_Task instructions:_ Write out the piece on Omnichannel routing below word for word, everything from "How Skills-Based Routing" down to "messages, and emails.".

··· Selected extract ···

Types of Omnichannel Routing
There are three types of Omnichannel routing:
- Queue-based routing
- Skill-based routing
- External routing
Queue-Based Routing
In queue-based routing, a case is created and assigned to a queue that contains multiple agents. A case can only be assigned to one agent. Without Omnichannel, an agent would manually assign the case to themselves. With Omnichannel routing, the case is automatically assigned from the queue to an agent.
Before assigning the case, Omnichannel checks:
- Whether the agent is present
- Whether the agent is available
- Whether the agent has capacity
For example, if an agent has a capacity to handle only two cases at a time and already has two cases assigned, their capacity is full. Another agent with no cases appears as the ideal candidate. Omnichannel assigns the case to that person, and the agent can accept or deny the case based on configuration.
External Routing
External routing is used when routing logic is implemented outside the primary contact center platform. If cases are automatically assigned to agents through third-party routing systems based on availability or skill set, the system can honor that routing and assign work items through the agent workspace interface.
Skill-Based Routing
Skill-based routing is more complex in nature. It is used when cases require special skills.
For example: certain agents are trained for car collisions while others are trained for truck-related accidents. Some agents can speak specific languages. So, cases are routed to agents based on product expertise, type of issue, language capability, availability and capacity
If a customer speaks a specific language or the issue relates to a specific product, the case is assigned to the agent who possesses those skills.
How Skills-Based Routing Works in Contact Centers
Skills-based routing is a call distribution strategy that directs inbound queries to the agent or group of agents with the skills best suited to meet the caller’s particular needs. It applies to VoIP calls, SMS texts, chat messages, and emails.
It routes incoming calls to available agents based on skill level rather than other factors like idle time, shortest queue, or preset sequence. Skills-based routing works by the phone system’s automatic call distribution or ACD technology analyzing the inbound call’s details and needs, then routing it to an agent with the best matching skill set.
The ACD gathers call details and context through multiple steps. First, self-service IVR ascertains the call reason. Then the CRM system describes purchase history and customer journey. Call tracking provides details like the phone number and location, and the customer’s profile shares insights like language preferences.
Additionally, the ACD system utilizes preset call routing rules such as business hours, caller location, and agent availability for fast and effective call assignment.

··· Dataset extract ···

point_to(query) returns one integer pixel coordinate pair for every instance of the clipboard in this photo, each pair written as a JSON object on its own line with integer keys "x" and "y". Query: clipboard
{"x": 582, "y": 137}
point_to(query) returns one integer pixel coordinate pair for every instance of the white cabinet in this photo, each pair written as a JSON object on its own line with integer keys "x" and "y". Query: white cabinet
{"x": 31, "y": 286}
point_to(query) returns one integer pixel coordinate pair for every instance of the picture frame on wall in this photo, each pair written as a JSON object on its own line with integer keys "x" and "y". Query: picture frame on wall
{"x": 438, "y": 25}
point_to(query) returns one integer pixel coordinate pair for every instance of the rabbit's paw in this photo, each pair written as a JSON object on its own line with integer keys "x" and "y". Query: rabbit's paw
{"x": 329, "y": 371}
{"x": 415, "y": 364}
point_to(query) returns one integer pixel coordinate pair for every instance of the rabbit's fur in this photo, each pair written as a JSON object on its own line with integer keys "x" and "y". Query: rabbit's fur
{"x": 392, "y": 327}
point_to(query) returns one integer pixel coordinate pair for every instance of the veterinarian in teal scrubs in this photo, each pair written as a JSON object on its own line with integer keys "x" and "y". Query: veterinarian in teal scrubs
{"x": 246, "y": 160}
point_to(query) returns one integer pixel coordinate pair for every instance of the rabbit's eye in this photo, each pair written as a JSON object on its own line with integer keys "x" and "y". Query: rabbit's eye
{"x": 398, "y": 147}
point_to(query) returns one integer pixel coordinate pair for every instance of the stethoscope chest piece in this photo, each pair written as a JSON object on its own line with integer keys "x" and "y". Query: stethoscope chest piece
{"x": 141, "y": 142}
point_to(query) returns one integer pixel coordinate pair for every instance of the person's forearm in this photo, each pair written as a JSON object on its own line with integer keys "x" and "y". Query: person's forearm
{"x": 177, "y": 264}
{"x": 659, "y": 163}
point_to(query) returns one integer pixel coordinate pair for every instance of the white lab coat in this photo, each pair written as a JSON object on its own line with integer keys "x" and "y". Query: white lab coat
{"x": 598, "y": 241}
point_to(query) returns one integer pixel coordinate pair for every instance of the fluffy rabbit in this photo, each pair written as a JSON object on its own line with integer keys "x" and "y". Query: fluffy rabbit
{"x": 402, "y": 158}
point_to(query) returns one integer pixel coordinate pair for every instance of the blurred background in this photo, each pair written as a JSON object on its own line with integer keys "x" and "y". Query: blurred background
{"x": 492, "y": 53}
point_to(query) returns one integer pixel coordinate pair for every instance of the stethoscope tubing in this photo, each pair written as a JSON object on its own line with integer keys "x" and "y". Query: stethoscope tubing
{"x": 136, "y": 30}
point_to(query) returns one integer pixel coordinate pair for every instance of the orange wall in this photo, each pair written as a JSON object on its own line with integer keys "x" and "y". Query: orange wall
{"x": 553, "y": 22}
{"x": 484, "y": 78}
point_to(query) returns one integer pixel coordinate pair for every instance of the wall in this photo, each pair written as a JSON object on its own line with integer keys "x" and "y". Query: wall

···

_Result:_
How Skills-Based Routing Works in Contact Centers
Skills-based routing is a call distribution strategy that directs inbound queries to the agent or group of agents with the skills best suited to meet the caller’s particular needs. It applies to VoIP calls, SMS texts, chat messages, and emails.